§ DO THIS
Present the listing below as a JSON list of strings, with one string for each line and blank lines left out.

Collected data
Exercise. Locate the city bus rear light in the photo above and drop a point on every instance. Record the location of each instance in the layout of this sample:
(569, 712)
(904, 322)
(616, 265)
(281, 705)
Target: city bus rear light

§ SOLUTION TO THIS TASK
[
  "Exercise. Locate the city bus rear light in the photo above and drop a point on every instance. Record the location of each instance in the layout of this sample:",
  "(569, 712)",
  "(904, 322)",
  "(616, 265)",
  "(281, 705)",
  "Target: city bus rear light"
]